> **WRITTEN TASK**
Lay out the material below as a two-column CSV with the headers instruction and coordinates, giving one row to each instruction. Put the instruction text and its answer each in one quoted field, with line breaks replaced by spaces.

Records contained in a dataset
--------------------

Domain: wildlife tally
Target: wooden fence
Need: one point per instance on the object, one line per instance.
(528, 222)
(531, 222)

--------------------

> **PROBLEM SOLUTION**
instruction,coordinates
"Domain: wildlife tally Target: wooden fence Need: one point per instance on the object, one line per instance.","(528, 222) (531, 222)"